Please identify every line in the items that contains the word "bird" and copy each one out.

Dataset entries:
++++++++++
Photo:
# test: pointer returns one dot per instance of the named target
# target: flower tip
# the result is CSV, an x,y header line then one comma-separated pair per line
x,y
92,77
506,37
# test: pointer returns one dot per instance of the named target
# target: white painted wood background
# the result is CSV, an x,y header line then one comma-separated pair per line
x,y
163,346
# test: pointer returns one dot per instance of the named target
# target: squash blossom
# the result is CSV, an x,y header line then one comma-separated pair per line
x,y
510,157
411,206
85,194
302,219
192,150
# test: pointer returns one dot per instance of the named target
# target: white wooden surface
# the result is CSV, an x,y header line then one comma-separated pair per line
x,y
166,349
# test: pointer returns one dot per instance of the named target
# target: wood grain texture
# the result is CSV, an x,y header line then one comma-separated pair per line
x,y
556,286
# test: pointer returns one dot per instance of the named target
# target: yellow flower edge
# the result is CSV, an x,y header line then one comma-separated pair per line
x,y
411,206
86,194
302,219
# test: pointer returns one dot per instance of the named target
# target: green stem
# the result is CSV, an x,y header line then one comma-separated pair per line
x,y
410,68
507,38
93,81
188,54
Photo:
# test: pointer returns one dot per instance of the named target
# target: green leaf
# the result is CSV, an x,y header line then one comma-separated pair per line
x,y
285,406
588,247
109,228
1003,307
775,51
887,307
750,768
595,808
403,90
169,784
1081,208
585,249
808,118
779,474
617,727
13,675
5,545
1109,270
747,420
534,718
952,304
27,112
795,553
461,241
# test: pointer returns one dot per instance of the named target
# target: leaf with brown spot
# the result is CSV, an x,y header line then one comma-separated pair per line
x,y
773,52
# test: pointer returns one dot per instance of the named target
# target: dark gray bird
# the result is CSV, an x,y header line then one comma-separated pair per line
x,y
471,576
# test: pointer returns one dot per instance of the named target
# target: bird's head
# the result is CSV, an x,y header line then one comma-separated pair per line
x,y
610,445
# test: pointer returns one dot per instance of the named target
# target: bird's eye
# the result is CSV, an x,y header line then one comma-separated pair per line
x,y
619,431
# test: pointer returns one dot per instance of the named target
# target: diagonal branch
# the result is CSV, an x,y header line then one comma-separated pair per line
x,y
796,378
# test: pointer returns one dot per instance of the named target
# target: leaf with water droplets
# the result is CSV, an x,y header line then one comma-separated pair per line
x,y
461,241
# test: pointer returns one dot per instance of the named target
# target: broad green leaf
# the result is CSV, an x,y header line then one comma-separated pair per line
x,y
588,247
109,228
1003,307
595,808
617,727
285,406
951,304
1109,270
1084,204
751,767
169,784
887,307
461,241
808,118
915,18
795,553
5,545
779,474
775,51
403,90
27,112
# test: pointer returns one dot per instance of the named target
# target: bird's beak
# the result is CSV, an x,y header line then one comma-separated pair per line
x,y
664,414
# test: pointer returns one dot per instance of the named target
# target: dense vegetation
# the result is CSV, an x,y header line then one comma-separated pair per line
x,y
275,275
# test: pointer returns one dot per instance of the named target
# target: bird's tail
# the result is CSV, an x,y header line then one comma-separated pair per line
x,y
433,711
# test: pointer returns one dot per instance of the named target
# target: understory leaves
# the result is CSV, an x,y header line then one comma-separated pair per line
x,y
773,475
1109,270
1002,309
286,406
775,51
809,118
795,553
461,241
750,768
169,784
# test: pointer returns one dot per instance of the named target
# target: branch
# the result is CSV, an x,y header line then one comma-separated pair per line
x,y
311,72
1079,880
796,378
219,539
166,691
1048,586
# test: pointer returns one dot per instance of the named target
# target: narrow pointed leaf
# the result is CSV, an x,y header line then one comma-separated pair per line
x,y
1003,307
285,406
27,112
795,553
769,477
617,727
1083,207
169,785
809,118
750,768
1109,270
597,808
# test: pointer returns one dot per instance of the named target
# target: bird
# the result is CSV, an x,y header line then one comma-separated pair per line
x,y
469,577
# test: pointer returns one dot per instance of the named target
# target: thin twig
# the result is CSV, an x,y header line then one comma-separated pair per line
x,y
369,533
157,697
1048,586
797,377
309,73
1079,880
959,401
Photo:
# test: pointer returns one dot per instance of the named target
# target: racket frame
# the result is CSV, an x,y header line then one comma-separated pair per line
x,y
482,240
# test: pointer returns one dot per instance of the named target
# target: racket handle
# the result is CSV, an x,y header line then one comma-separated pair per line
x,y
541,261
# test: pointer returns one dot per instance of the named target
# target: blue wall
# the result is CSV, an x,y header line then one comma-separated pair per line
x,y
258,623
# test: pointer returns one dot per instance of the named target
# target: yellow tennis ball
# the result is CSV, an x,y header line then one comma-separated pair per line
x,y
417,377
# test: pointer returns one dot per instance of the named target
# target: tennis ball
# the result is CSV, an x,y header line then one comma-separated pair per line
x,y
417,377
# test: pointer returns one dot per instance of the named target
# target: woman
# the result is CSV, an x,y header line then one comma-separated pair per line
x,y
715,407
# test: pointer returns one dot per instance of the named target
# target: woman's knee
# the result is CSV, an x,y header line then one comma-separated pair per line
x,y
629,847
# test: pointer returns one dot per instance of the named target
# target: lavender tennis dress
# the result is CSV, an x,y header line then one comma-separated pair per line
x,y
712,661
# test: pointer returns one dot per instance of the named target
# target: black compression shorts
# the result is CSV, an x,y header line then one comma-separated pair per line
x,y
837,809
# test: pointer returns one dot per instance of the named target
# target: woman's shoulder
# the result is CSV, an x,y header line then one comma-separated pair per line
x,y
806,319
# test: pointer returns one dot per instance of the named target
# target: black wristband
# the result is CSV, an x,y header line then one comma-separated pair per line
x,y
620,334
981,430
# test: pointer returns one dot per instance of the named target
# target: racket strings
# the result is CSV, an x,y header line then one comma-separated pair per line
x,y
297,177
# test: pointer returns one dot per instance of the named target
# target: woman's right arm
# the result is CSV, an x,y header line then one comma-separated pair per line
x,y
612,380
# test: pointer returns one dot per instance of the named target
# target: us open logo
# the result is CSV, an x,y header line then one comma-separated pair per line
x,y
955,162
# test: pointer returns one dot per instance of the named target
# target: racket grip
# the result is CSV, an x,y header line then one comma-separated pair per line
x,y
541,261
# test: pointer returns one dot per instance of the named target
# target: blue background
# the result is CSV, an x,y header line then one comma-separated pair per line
++++++++++
ANSWER:
# target: dark gray bird
# target: bird's head
# target: bird's eye
# target: bird's beak
# target: bird's tail
# target: bird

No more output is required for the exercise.